EXTRACT PROVIDED
######
Loisel v. Mortimer

Decision Date04 February 1922
Docket Number3794.
PartiesLOISEL, U.S. Marshal, v. MORTIMER.
CourtU.S. Court of Appeals — Fifth Circuit

Louis H. Burns, U.S. Atty., of New Orleans, La., for appellant.

George Janvier and William C. Dufour, both of New Orleans, La., for appellee.

Before WALKER, BRYAN, and KING, Circuit Judges.

KING Circuit Judge.

Frank H. Mortimer, the clerk of the United States Circuit Court of Appeals for the Fifth Circuit, filed his bill of complaint in the United States District Court for the Eastern District of Louisiana against Victor Loisel, the United States marshal for said district to restrain him from carrying out an order of the Comptroller of the Treasury of the United States directing said marshal to withhold from the salary of said Mortimer the sum of $380 until said Mortimer should pay to the credit of the treasury of the United States the sum of $380, charged in his account for the fiscal year ending June 30, 1920.
######
STATED PROBLEM A
Restate the entries from the line containing "Target: windblown hair" through the end of the entries, requests included, with every pixel coordinate in the answers raised by 124.
The court decision above and the entries that follow are separate material.

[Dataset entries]
######
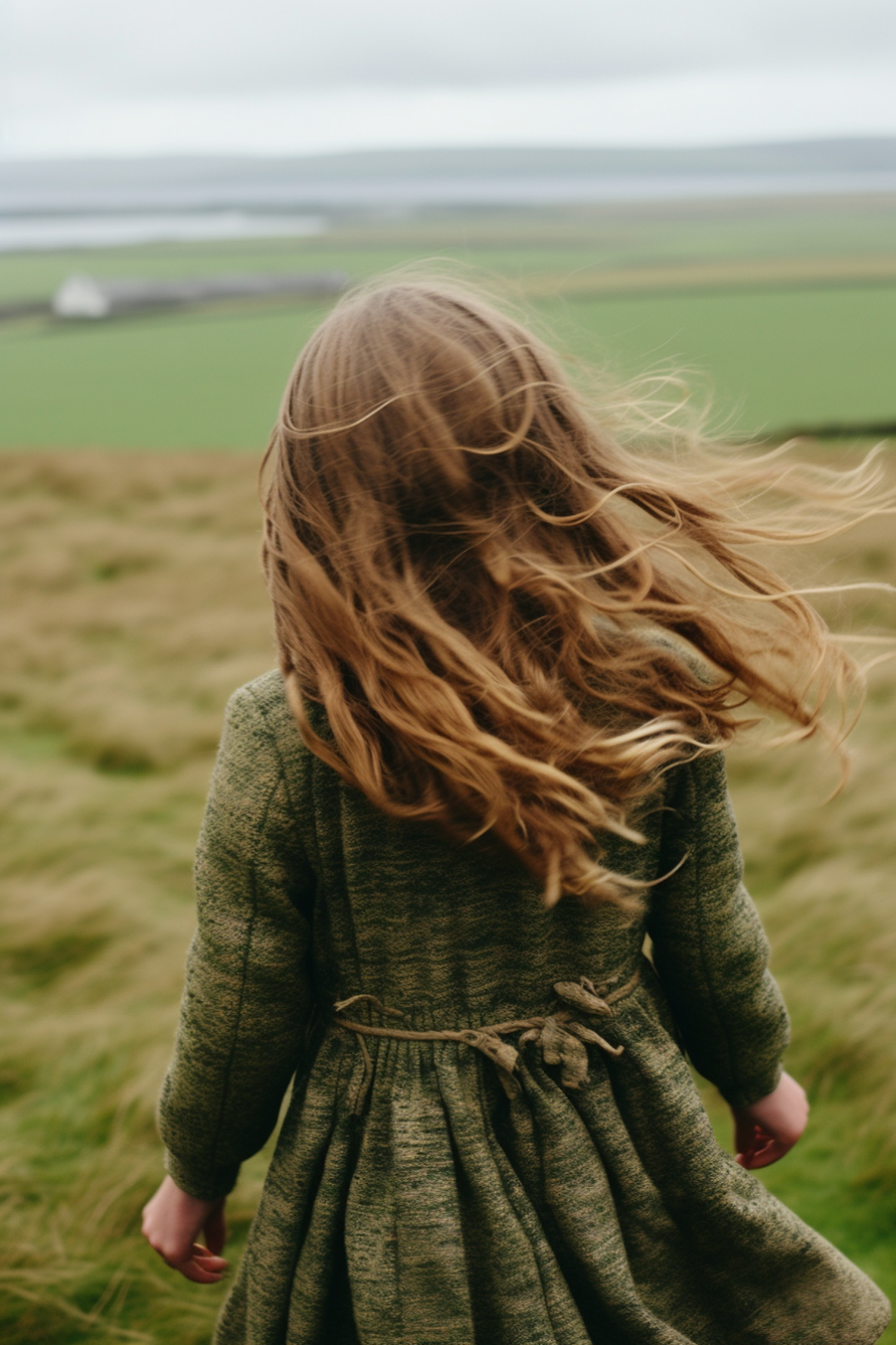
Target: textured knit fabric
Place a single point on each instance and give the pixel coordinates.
(422, 1205)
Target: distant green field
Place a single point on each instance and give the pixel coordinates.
(774, 357)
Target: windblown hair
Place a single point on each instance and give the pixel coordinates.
(517, 609)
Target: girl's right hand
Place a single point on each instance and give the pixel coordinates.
(769, 1129)
(171, 1223)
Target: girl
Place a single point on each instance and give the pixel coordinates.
(514, 635)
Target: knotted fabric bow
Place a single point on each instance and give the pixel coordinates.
(560, 1036)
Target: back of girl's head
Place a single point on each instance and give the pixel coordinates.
(477, 573)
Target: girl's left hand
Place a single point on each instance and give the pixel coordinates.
(171, 1223)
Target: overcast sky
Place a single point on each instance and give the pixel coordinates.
(118, 76)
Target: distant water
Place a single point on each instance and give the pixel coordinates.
(49, 233)
(94, 204)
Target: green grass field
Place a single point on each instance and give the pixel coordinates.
(786, 312)
(131, 604)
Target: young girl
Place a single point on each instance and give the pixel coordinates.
(514, 635)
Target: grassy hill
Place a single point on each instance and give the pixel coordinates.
(132, 604)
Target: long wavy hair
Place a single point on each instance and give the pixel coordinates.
(520, 604)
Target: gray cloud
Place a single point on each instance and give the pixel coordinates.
(233, 46)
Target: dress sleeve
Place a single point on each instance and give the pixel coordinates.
(248, 993)
(710, 947)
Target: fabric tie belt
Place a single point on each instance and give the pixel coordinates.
(560, 1034)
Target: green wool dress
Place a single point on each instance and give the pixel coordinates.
(524, 1188)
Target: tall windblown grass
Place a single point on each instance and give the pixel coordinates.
######
STATED PROBLEM B
Answer these questions about the court decision:
(i) What is the docket number of the case?
(ii) Who appeared for the appellant?
(iii) What sum did the Comptroller's order direct the marshal to withhold from Mortimer's salary?

EXERCISE SOLUTION A
Target: windblown hair
Place a single point on each instance and give the pixel coordinates.
(641, 733)
Target: girl's right hand
Place a single point on each instance and give the pixel coordinates.
(893, 1253)
(295, 1347)
Target: girl
Place a single point on each instance and give the pixel coordinates.
(638, 759)
Target: knotted fabric bow
Place a single point on each instance and give the pixel coordinates.
(684, 1160)
Target: back of girl's head
Place a single point on each instance and give the pixel coordinates.
(601, 697)
Target: girl's left hand
Place a single point on each instance and give the pixel coordinates.
(295, 1347)
Target: overcast sky
Place a single point on each instance and give the pixel coordinates.
(242, 200)
Target: distant water
Place a single point on each instance and give the pixel coordinates.
(173, 357)
(218, 328)
Target: green grass field
Place a single point on each instance and give the pixel coordinates.
(910, 436)
(255, 728)
Target: young girl
Place a single point on each instance and give the pixel coordinates.
(638, 759)
Target: grassy hill
Place a single point on each instance and give the pixel coordinates.
(256, 728)
Target: long wavy hair
Place a single point on each instance and give the pixel coordinates.
(644, 728)
Target: gray cloud
Place a single point on each instance and give the pixel coordinates.
(357, 170)
Target: dress sleeve
Place a single point on each instance and give the pixel coordinates.
(372, 1117)
(834, 1071)
Target: fabric tie belt
Place a single point on each instance and give the pixel coordinates.
(684, 1158)
Target: green wool dress
Place a single point on each instance and give the pixel coordinates.
(648, 1312)
Target: tall windblown grass
Place a single point on each instance and give the pixel coordinates.

EXERCISE SOLUTION B
(i) 3794
(ii) Louis H. Burns, U.S. Atty., of New Orleans, La.
(iii) $380